_Exercise requirements_:
Update the records starting with the line that contains "Target: red wire handle" and going on through the line that contains "Target: popped corn piece", replacing "popcorn" with "kettle corn" and leaving everything else unchanged. Return only those lines.

── Data shown

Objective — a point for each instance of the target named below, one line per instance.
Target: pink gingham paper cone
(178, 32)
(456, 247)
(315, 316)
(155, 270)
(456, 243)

────
── Data shown

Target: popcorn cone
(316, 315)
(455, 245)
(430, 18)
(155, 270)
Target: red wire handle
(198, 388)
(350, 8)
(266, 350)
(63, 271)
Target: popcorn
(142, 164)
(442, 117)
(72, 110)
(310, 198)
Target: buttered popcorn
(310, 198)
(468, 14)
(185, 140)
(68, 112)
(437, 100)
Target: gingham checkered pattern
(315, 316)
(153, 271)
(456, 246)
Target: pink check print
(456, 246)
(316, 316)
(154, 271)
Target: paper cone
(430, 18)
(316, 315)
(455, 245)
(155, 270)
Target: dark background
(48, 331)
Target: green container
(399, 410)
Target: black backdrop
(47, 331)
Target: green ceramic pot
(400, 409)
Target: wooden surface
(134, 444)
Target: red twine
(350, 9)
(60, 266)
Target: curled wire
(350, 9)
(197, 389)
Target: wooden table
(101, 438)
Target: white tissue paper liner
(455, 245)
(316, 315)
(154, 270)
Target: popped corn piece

────

_The answer_:
Target: red wire handle
(198, 388)
(350, 8)
(266, 350)
(63, 271)
Target: kettle corn
(142, 164)
(442, 117)
(72, 110)
(310, 198)
Target: buttered kettle corn
(310, 198)
(468, 14)
(185, 140)
(68, 112)
(437, 100)
Target: gingham checkered pattern
(315, 316)
(153, 271)
(456, 246)
Target: pink check print
(456, 246)
(316, 316)
(154, 271)
Target: paper cone
(430, 18)
(316, 315)
(455, 245)
(155, 270)
Target: dark background
(48, 331)
Target: green container
(399, 410)
Target: black backdrop
(47, 331)
Target: green ceramic pot
(400, 409)
Target: wooden surface
(134, 444)
Target: red twine
(350, 9)
(60, 266)
Target: curled wire
(350, 9)
(197, 389)
Target: wooden table
(101, 438)
Target: white tissue paper liner
(455, 245)
(316, 315)
(154, 270)
Target: popped corn piece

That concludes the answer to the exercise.